-- start of Data records --

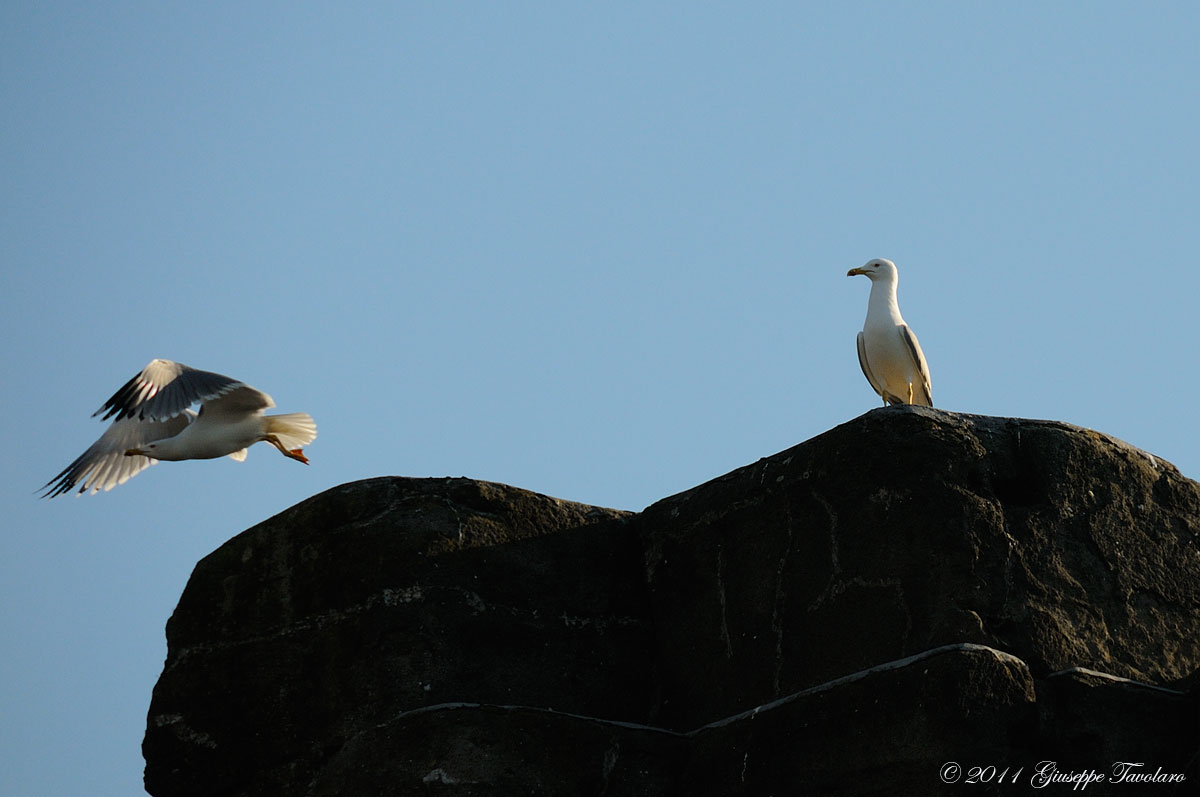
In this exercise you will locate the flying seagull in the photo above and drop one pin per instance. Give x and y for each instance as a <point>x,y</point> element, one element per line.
<point>888,351</point>
<point>153,420</point>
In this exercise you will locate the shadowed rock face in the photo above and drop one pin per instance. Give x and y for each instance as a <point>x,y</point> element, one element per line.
<point>907,588</point>
<point>910,528</point>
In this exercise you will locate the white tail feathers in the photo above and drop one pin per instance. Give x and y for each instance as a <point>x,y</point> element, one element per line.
<point>294,430</point>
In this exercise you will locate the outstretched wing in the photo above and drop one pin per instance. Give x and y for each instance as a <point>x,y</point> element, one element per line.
<point>163,390</point>
<point>240,401</point>
<point>103,465</point>
<point>923,393</point>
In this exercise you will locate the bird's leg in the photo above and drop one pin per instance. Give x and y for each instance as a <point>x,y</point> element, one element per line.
<point>293,454</point>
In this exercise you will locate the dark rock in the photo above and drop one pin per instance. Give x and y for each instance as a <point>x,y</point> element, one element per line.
<point>385,595</point>
<point>911,588</point>
<point>910,528</point>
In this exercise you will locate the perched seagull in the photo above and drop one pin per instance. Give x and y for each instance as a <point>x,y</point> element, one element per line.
<point>153,421</point>
<point>888,351</point>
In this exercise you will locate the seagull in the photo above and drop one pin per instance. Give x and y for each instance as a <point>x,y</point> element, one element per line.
<point>888,351</point>
<point>153,420</point>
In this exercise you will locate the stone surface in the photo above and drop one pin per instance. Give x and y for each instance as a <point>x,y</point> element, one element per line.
<point>840,618</point>
<point>910,528</point>
<point>385,595</point>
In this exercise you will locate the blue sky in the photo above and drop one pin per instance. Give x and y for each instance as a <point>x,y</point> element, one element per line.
<point>593,251</point>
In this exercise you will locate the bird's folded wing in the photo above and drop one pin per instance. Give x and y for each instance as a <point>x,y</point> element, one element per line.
<point>103,465</point>
<point>867,369</point>
<point>163,390</point>
<point>918,359</point>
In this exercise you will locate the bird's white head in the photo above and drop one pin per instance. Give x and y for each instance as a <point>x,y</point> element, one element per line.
<point>877,269</point>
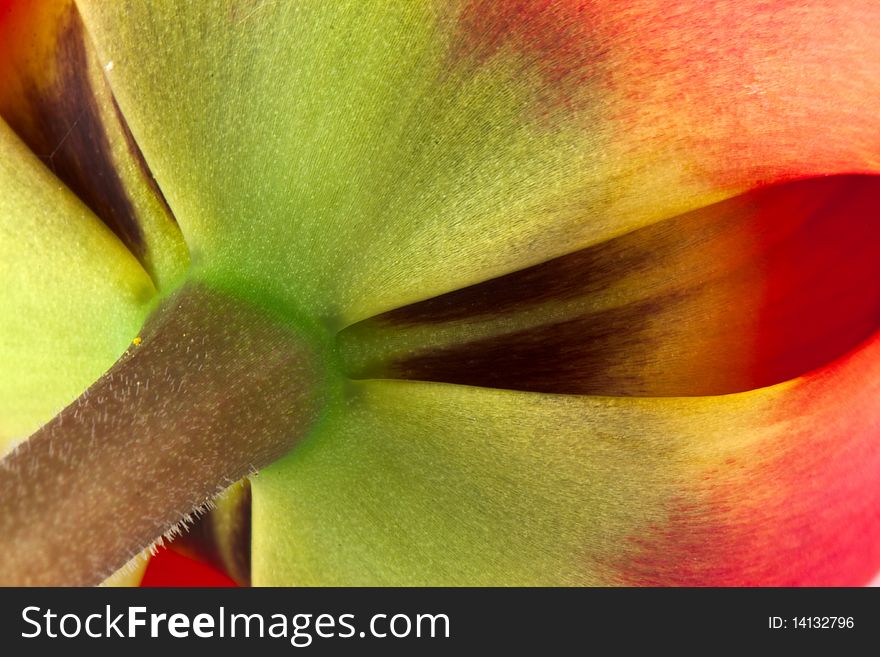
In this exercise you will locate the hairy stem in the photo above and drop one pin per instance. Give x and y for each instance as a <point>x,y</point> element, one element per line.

-- end of Data records --

Do this:
Make an exact reproduction of the listing above, without any pictures.

Full output:
In this exercise you will locate the flying seagull in the photo above and drop one pin per instance. Give x and y for each instance as a <point>x,y</point> element, one element per line.
<point>888,351</point>
<point>153,420</point>
In this exercise you will locate the shadowed rock face in the photo above and drop one pin per instance. Give x and y for each instance as a <point>x,y</point> element, one element per line.
<point>907,588</point>
<point>910,528</point>
In this exercise you will locate the white tail feathers in the photo above and drop one pin per instance. Give x and y for each instance as a <point>x,y</point> element, one element per line.
<point>294,430</point>
In this exercise you will locate the outstretched wing in the photo above and drop one pin per instance. Give x and y for each instance as a <point>x,y</point> element, one element per line.
<point>163,390</point>
<point>240,401</point>
<point>103,465</point>
<point>923,393</point>
In this exercise you will locate the bird's leg in the photo above and drop one pin per instance. Give x and y for each instance as a <point>x,y</point> element, one element per line.
<point>293,454</point>
In this exercise you will locate the dark rock in the photo above and drop one pin per instance. Give x and y for each instance as a <point>x,y</point> element, one element per line.
<point>385,595</point>
<point>911,588</point>
<point>910,528</point>
In this exercise you will locate the perched seagull in the photo above and drop one pin per instance. Give x and y for each instance as a <point>x,y</point> element, one element per line.
<point>153,421</point>
<point>888,351</point>
In this exercise you will locate the seagull in the photo above and drop one pin per instance. Give x and y for each instance as a <point>x,y</point> element, one element per line.
<point>888,351</point>
<point>153,420</point>
In this exercise you will locate the stone surface in the photo above and drop one pin per instance. Give x and y for each instance as a <point>x,y</point> element, one element per line.
<point>840,618</point>
<point>910,528</point>
<point>385,595</point>
In this exercise you will locate the blue sky in the photo above and drop one pin per instance. Give x and y for each instance as a <point>x,y</point> element, one element per line.
<point>593,251</point>
In this exercise you will locate the bird's folded wing in the photo above and drop one pin per instance. Give x and y for each instance as a <point>x,y</point> element, one element per line.
<point>103,465</point>
<point>867,369</point>
<point>163,390</point>
<point>918,359</point>
In this exercise you will locate the bird's white head in the photo above and drop one pin per instance. Give x and y for each instance as a <point>x,y</point> element, one element per line.
<point>877,269</point>
In this exercise you will locate the hairy stem in the photo above and drop one pin per instance. Give x and y for each instance as a <point>x,y</point> element, one element per line.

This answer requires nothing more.